# [Texte présenté]
---

PETITES CHRONIQUES DE CONFÉRENCIERS

UKRAINE : UNE NOUVELLE « GUERRE DE 14 » ?

Connaissance & Partage

« Comparaison n’est pas raison » dit l’adage. Mais un rappel de l’histoire peut éclairer ce qui se passe actuellement en Ukraine, toute proportions gardées.

1 – UN REVE D’ETAT-MAJOR : UNE GUERRE VITE PLIEE.

Tant en Allemagne qu’en France tout le monde envisage une guerre courte et lors de la mobilisation si les Allemands crient « Nach Paris ! », les Français crient « A Berlin ! ». Une anecdote personnelle : mon père en est si convaincu qu’il devance l’appel d’un an et s’engage « pour la durée de la guerre ». Il sera démobilisé seulement en 1919 après la signature du Traité de Versailles qui établit la paix…

Robert Jervis (1940-2021) professeur de relations internationales à l’université de Columbia a montré qu’une tactique agressive est plus souvent motivée par une aversion pour les pertes que par un espoir de gains. En 1914 l’Allemagne détient l’Alsace Lorraine depuis plus de 40 ans mais redoute le sentiment de revanche qui monte en France et qui vient d’engager son renforcement militaire en votant en 1913 la loi des 3 ans de conscription au lieu de 2 antérieurement.

Aussi en 1914 l’état-major allemand mise sur un opération qui doit lui permettre d’abattre l’armée française en 6 semaines pour pouvoir ensuite se retourner contre l’Empire russe. La base en est le plan Schlieffen, élaboré en 1905, mais remanié et adapté régulièrement par von Molkte entre 1906 et 1913. Mis en application avec succès dès l’entrée en guerre le 3 août 1914, il est mis en échec début septembre lors de la bataille de la Marne. Paris ne tombera pas. Pendant encore 3 mois la guerre de mouvement se poursuit puis s’arrête. Les positions se figent et « la guerre des tranchées » s’amorce pendant l’hiver.

…On est dix à coucher 
Dans le lit de la puissance 
Mais, devant ces armées 
Qui s’enterrent en silence 
On se retrouve seul.

(Jacques Brel -Seul) 

Se retrouver seul dans l’arène internationale, Poutine n’en a cure. L’attaque russe contre l’Ukraine, le 24 février 2022 est déclenchée avec la perspective d’une victoire rapide dans une guerre éclair. Avec son « opération spéciale », il applique la même stratégie : « Zavtra v Kiyev ! » (Vers Kiev !). Il pense qu’en s’emparant rapidement des 2 plus grosses agglomérations d’Ukraine, la capital Kyiv et le pilier industriel Kharkiv, la résistance militaire va s’effondrer, lui permettant par l’occupation du pays de remodeler son orientation politique dénoncée comme « nazie », un mot d’une charge extrêmement violente dans l’opinion russe. Mais le peuple ukrainien (et pas seulement l’armée) résiste et sa « bataille de la Marne », à Irpine entre autres, entérine l’échec d’une guerre éclair. L’armée russe occupe cependant une large partie du territoire ukrainien du sud-est au long de la mer Noire et entame une politique de russification sur cette zone conquise où les russophones sont nombreux (mais pas nécessairement pro russes, autre déconvenue pour Poutine). Ce que révèle cette agression c’est un fort sentiment national ukrainien et le désir renforcé de préserver les acquis démocratiques en s’associant plus étroitement à l’Union Européenne.

---

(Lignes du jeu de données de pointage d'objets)
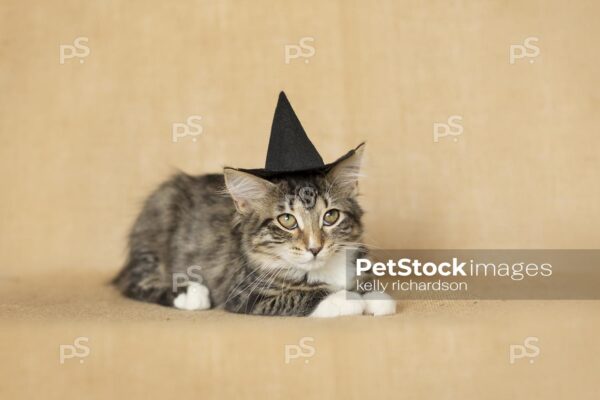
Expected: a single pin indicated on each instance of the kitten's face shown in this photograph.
(298, 222)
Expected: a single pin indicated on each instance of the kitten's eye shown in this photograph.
(288, 221)
(331, 217)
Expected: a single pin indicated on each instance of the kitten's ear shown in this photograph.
(248, 191)
(344, 176)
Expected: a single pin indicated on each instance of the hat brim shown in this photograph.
(269, 174)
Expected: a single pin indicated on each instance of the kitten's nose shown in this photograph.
(315, 250)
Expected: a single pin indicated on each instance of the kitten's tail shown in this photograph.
(142, 279)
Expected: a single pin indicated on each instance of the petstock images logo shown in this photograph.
(478, 274)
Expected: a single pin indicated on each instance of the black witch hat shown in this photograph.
(290, 150)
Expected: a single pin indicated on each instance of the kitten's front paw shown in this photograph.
(338, 304)
(197, 297)
(377, 304)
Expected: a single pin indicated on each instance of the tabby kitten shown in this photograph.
(251, 245)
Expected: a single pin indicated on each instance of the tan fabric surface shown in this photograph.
(82, 143)
(441, 350)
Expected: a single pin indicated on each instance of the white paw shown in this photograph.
(196, 298)
(378, 303)
(338, 304)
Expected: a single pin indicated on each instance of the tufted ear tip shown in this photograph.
(245, 189)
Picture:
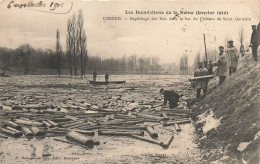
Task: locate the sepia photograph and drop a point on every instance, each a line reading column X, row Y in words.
column 129, row 81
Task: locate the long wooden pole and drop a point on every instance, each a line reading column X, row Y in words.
column 205, row 48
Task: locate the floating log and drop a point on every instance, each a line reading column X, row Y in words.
column 177, row 127
column 53, row 123
column 91, row 133
column 26, row 131
column 34, row 106
column 11, row 133
column 12, row 124
column 201, row 78
column 112, row 116
column 151, row 132
column 73, row 124
column 164, row 115
column 79, row 138
column 120, row 133
column 48, row 124
column 12, row 129
column 148, row 140
column 28, row 123
column 36, row 131
column 61, row 119
column 72, row 143
column 3, row 136
column 168, row 142
column 176, row 122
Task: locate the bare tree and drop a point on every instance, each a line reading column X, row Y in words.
column 81, row 41
column 70, row 43
column 58, row 51
column 241, row 40
column 25, row 52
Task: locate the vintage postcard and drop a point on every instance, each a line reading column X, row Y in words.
column 129, row 81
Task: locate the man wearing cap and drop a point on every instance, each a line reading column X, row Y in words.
column 254, row 43
column 233, row 57
column 210, row 68
column 222, row 65
column 171, row 96
column 202, row 83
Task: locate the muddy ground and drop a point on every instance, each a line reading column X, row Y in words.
column 72, row 94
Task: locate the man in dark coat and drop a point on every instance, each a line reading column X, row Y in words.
column 106, row 77
column 170, row 96
column 210, row 68
column 254, row 42
column 94, row 76
column 222, row 65
column 202, row 83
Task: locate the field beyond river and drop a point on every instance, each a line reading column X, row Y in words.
column 70, row 95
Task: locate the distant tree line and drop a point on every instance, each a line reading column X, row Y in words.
column 28, row 59
column 184, row 68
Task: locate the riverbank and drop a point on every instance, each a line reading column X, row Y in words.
column 227, row 120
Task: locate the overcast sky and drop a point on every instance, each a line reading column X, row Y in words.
column 167, row 40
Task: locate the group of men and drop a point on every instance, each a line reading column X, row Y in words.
column 226, row 63
column 95, row 76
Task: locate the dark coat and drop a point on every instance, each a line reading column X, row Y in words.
column 255, row 38
column 172, row 97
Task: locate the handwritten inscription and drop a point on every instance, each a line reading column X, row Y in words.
column 42, row 6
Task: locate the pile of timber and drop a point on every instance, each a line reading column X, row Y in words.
column 80, row 128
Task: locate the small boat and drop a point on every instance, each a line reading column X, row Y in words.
column 105, row 83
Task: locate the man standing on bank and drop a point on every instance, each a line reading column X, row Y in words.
column 106, row 77
column 233, row 57
column 201, row 83
column 254, row 42
column 94, row 76
column 170, row 96
column 222, row 65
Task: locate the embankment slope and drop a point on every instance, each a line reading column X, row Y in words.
column 236, row 105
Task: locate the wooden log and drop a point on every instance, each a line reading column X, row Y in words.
column 54, row 135
column 28, row 123
column 12, row 133
column 12, row 129
column 31, row 106
column 72, row 143
column 201, row 78
column 26, row 131
column 61, row 119
column 168, row 142
column 164, row 115
column 120, row 133
column 79, row 138
column 3, row 136
column 148, row 140
column 36, row 131
column 53, row 123
column 73, row 124
column 112, row 117
column 48, row 124
column 176, row 122
column 177, row 127
column 79, row 125
column 151, row 132
column 12, row 124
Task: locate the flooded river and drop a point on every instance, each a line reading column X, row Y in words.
column 112, row 149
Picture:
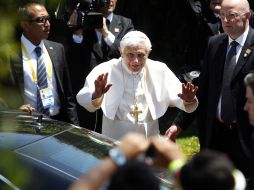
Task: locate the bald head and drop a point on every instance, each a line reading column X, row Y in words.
column 240, row 5
column 135, row 38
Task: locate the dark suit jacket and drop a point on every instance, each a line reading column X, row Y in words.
column 56, row 52
column 210, row 87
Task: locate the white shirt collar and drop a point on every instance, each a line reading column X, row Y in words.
column 126, row 69
column 29, row 45
column 241, row 39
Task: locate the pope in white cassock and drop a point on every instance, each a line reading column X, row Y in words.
column 134, row 91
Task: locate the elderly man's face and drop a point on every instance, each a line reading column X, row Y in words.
column 233, row 19
column 135, row 57
column 249, row 105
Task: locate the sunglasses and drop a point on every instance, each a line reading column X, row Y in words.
column 42, row 19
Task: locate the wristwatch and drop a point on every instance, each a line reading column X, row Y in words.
column 117, row 156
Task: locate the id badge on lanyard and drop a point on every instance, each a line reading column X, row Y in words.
column 47, row 97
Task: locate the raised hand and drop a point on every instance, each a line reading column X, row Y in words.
column 188, row 92
column 101, row 86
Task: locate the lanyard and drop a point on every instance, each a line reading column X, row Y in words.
column 34, row 74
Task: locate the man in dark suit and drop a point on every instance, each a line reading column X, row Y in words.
column 249, row 108
column 42, row 62
column 89, row 47
column 231, row 136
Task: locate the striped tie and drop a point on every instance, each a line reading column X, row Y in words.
column 228, row 110
column 41, row 80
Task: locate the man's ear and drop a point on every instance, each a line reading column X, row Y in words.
column 23, row 25
column 247, row 15
column 120, row 50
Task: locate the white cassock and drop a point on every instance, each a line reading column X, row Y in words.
column 152, row 90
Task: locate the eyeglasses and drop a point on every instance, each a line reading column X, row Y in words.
column 42, row 19
column 230, row 16
column 139, row 56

---

# [Consignes et exigences]
Rédigez, s'il vous plaît, la suite de la chronique comparant la guerre en Ukraine à celle de 1914, en reprenant après sa dernière phrase.

# [Résultat obtenu]
2 – DES LIGNES QUI SE FIGENT : LA GUERRE DE FRONT.

Une distinction se met alors en place : le front où les combats sont incessants, où les morts se comptent par milliers, essentiellement des militaires ; et l’arrière où les combats n’affectent qu’indirectement les conditions de vie (santé, alimentation, travail, mobilité). Mais cela ne signifie pas tranquillité pour tout « l’arrière ».

Pendant la « Guerre de 14 » des attaques peuvent être portées loin en arrière des tranchées du front. Les Allemands, recyclant d’énormes canons de marine, disposent à partir de 1916 de canons à longue portée de type « Long Max » (portée de 47 km avec des obus de 750 kg). En 1918 les 7 « Pariser Kanonen » ont une portée de 120 km et permettent le bombardement de Paris pour semer la panique dans la population et obtenir ainsi un armistice du gouvernement français. Entre la fin mars et le début du mois d’avril 1918, un demi-million de Parisiens sur une population de trois millions, quittent la capitale. Pionniers dans l’aéronautique des plus légers que l’air à coque rigide, ils disposent des zeppelins qui permettent des bombardements sur Londres (fin 1915) et sur Paris (début 1916). Mais en raison de leur vulnérabilité, vers la fin de la guerre les Allemands déploient des bombardiers géants Gotha pour attaquer les villes, principalement en Angleterre (printemps-été 1917) et Paris (printemps 1918).

Un « Long Max » sur son affut et ses obus.

Chez les Alliés ces armements stratégiques de longue portée sont médiocres : l’Allemagne est trop loin du front pour être atteinte. Pour la France c’est seulement au printemps 1918 que le développement d’un canon à très longue portée est amorcé, développement stoppé par l’armistice. Si les avions de chasse des alliés sont plutôt performants – ils mettent un terme l’utilisation massive des zeppelins et en février 1917 Guynemer abat son premier « Gotha » – la production d’appareils de bombardement à rayon d’action allongé (environ 400 km) est à peine amorcée en 1918 et ils restent lents et vulnérables. C’est une autre arme qui va faire la décision face aux tranchées, le char, et le blocus généralisé contre l’économie allemande, tandis que les alliés sont approvisionnés en armes par les USA, avant qu’ils n’interviennent directement dans la guerre contre les Empires centraux à partir du printemps 1917.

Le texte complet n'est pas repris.